D'Antoni is playing the rooks. So, I'm gritting my teeth cause they're makeing dumb mistakes.


----------



## Weasel (Oct 18, 2003)

Suns making a run and are only down 1.


----------



## Seuss (Aug 19, 2005)

86 - 85 Suns making a run, Clips still have the lead.


----------



## Darth Bryant (Feb 1, 2005)

SunsFan57 said:


> D'Antoni is playing the rooks. So, I'm gritting my teeth cause they're makeing dumb mistakes.



Yeah... Mike D. is playing our rooks...... Thats the point of tonights game. Starters earlyer, rooks closing. If our Rooks can hold there own, it's only shows how deep the Clippers are agisnt other teams benches.


----------



## Seuss (Aug 19, 2005)

I'm glad we have a ball game, lets see if it comes down to a last shot and which rook has to shoot it. :biggrin:


----------



## Weasel (Oct 18, 2003)

Coming down to the wire, Clippers up by 3.


----------



## Seuss (Aug 19, 2005)

Clippers will most likely have the last shot. 

If Suns make a 3 we can get overtime if the Clips don't hit the game winner.


----------



## Darth Bryant (Feb 1, 2005)

Why didn't Mcarthy play?


----------



## Weasel (Oct 18, 2003)

CDRacingZX6R said:


> Why didn't Mcarthy play?



Good question...

Ewing makes 1 of 2 FT's, Clips up 4.


----------



## Seuss (Aug 19, 2005)

Suns gonna lose..........89 - 85 and Clips get 2 free throws with 10 seconds left.


----------



## Darth Bryant (Feb 1, 2005)

Weasel said:


> Good question...
> 
> Ewing makes 1 of 2 FT's, Clips up 4.



Hmm hope he isnt hurt or anything.... And did they say why Z was out? I know he went out last night, but I didnt know why. I was at the game, so it was hard to tell.


----------



## Weasel (Oct 18, 2003)

Final :
Clippers 90
Suns 87


----------



## Weasel (Oct 18, 2003)

CDRacingZX6R said:


> Hmm hope he isnt hurt or anything.... And did they say why Z was out? I know he went out last night, but I didnt know why. I was at the game, so it was hard to tell.



I don't know I started to listen some where in the middle of the 3rd so I don't know why some people didn't play.


----------



## Seuss (Aug 19, 2005)

90 - 87 Clippers win. 


Nash had nice overall game in 26 minutes......... 14 points 9 assist 5 rebounds.


Tabuse did pretty good but got in foul trouble. And Ewing did pretty good as well.



EDIT: Heres the boxscore.........http://sports.espn.go.com/nba/boxscore?gameId=251015021


----------



## Weasel (Oct 18, 2003)

CDRacingZX6R said:


> Hmm hope he isnt hurt or anything.... And did they say why Z was out? I know he went out last night, but I didnt know why. I was at the game, so it was hard to tell.





> E. Brand DNP - Left Thigh Bruise
> S. Cassell DNP - Coach's Decision
> C. Kaman DNP - Personal Reasons
> S. Livingston DNP - Sore Lower Back
> ...

Entries for locating named things:

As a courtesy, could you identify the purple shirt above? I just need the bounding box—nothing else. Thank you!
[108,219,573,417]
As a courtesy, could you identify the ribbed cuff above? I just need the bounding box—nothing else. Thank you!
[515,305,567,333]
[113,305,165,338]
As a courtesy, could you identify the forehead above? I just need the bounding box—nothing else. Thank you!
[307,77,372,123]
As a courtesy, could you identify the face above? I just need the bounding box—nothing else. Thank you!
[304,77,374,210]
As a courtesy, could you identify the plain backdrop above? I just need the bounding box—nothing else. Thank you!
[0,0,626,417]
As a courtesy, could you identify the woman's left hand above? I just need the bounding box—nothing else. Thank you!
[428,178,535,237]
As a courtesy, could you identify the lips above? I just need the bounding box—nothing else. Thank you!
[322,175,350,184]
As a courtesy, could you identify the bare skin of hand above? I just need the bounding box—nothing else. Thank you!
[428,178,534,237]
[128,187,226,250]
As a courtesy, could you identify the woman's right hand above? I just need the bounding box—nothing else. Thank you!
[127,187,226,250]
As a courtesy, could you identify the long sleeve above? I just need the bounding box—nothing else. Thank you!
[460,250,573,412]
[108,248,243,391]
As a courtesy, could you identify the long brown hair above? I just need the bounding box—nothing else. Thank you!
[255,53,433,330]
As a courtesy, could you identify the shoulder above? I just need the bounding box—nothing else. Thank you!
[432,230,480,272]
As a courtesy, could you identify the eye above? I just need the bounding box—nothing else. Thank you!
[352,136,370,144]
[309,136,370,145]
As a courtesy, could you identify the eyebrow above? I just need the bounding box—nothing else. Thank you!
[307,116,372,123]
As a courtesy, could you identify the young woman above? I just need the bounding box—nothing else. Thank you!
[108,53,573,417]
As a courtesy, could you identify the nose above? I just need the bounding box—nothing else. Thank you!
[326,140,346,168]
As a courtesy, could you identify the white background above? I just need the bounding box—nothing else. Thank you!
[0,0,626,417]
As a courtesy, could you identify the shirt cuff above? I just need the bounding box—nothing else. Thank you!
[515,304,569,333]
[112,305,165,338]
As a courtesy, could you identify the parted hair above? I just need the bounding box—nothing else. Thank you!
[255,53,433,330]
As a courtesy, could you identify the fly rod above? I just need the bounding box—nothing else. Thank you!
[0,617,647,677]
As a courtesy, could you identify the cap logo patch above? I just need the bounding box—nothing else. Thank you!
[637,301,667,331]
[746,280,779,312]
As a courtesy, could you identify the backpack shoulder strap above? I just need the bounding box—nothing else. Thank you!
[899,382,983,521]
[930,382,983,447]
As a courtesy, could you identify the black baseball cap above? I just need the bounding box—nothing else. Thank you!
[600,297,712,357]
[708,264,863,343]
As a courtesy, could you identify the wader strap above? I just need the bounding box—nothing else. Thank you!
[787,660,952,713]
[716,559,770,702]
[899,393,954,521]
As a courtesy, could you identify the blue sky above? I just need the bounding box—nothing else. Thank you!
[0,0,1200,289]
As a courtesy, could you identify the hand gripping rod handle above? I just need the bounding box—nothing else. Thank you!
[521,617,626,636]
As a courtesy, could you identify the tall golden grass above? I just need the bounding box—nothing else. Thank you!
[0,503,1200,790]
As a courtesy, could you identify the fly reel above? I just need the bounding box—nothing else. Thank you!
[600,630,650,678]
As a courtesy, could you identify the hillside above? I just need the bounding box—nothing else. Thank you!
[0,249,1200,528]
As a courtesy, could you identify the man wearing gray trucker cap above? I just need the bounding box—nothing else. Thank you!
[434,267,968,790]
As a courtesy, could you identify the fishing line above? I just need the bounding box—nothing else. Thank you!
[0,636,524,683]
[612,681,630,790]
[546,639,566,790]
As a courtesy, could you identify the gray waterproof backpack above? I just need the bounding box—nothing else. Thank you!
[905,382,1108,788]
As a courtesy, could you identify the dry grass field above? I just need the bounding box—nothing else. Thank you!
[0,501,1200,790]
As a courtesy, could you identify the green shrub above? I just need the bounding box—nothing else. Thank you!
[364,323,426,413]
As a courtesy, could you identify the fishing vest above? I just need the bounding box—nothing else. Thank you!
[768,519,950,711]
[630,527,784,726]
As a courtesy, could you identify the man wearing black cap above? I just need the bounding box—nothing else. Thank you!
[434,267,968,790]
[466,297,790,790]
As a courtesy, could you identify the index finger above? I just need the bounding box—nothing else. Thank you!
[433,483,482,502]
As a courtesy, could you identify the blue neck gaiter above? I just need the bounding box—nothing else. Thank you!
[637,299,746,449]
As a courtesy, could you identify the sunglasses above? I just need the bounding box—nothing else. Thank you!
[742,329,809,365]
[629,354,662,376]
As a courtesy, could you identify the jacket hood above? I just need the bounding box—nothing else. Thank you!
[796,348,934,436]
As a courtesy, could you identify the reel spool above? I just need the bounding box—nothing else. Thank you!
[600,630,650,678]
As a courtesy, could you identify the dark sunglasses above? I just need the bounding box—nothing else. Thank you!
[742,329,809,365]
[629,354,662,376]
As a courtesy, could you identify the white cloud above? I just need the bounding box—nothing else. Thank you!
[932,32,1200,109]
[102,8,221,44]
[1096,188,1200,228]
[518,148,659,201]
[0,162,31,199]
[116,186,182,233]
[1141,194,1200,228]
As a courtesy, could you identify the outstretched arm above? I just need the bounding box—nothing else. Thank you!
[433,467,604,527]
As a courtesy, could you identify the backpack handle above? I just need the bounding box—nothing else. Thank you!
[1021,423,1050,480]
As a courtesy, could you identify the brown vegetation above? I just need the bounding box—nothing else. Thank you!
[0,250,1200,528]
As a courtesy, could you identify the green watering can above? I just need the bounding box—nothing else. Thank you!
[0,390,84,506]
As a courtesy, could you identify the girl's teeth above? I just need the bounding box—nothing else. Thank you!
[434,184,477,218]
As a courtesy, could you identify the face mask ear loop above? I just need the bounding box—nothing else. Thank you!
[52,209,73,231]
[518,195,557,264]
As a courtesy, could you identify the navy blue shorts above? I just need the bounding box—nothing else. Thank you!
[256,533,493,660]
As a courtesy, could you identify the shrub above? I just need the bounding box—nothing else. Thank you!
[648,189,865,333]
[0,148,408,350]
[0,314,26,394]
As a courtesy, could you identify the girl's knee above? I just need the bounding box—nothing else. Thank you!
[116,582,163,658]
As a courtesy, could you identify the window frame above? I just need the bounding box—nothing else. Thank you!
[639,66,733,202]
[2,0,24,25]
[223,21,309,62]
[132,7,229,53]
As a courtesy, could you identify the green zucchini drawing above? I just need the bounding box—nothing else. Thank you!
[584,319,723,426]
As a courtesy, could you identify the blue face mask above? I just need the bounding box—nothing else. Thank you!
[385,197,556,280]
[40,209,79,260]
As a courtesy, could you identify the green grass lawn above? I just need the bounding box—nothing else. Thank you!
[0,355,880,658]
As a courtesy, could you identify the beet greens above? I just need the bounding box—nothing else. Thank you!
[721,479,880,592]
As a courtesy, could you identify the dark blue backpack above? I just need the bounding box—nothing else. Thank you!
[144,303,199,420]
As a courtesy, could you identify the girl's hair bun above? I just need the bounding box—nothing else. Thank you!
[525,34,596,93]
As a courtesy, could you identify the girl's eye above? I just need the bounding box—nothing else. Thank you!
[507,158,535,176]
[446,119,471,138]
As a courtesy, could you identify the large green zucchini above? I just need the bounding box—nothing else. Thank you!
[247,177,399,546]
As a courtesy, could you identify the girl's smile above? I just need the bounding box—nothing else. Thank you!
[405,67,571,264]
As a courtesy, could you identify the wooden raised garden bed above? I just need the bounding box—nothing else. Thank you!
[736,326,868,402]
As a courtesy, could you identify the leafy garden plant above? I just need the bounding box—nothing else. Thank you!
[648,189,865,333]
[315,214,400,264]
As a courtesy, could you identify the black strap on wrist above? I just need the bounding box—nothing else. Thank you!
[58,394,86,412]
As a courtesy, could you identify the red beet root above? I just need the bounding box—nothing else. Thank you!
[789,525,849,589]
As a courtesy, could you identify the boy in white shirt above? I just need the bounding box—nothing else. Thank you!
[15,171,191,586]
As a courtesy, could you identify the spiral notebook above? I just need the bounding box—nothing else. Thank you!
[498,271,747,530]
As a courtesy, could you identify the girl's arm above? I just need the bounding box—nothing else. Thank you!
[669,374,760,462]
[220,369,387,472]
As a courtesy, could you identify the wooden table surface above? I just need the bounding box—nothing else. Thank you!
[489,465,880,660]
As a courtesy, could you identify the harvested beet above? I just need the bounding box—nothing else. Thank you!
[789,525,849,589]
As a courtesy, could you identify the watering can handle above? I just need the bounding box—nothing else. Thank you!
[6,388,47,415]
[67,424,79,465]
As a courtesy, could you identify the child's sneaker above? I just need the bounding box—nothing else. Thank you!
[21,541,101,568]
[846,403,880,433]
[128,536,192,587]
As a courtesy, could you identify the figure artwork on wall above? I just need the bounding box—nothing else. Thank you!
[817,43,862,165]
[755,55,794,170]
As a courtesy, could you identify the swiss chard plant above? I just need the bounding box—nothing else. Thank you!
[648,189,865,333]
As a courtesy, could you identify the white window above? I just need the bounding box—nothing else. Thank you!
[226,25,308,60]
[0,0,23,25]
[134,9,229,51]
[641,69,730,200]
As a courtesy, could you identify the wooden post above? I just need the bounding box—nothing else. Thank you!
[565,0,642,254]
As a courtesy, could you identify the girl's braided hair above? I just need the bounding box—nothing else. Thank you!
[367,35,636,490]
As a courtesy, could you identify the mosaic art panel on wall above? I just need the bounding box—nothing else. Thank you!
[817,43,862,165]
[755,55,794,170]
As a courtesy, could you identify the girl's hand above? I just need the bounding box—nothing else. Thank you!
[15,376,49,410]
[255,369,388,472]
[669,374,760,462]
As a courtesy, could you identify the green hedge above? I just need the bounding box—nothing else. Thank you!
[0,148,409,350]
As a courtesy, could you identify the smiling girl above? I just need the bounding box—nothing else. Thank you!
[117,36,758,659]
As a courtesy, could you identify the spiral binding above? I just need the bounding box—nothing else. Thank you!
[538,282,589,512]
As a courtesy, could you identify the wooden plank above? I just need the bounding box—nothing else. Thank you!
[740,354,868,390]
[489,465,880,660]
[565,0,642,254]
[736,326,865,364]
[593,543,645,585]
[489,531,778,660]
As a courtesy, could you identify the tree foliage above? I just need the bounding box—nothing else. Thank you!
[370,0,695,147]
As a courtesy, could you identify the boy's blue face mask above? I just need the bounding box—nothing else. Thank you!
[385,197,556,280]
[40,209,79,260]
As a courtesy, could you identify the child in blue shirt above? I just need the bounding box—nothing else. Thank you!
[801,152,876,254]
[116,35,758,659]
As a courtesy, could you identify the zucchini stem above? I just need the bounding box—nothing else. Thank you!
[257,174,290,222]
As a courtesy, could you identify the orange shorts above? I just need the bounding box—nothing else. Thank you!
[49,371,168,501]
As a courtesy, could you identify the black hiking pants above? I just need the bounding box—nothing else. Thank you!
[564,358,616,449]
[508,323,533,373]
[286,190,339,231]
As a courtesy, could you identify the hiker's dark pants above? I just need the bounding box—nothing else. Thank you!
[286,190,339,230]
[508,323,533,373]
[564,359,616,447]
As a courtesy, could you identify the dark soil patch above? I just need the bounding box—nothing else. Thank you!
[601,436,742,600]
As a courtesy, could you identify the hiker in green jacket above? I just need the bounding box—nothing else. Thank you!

▶ _Goal_
In the forum thread, what was the game's final score? The items come from a separate source.

▶ _Answer to the problem_
Clippers 90, Suns 87.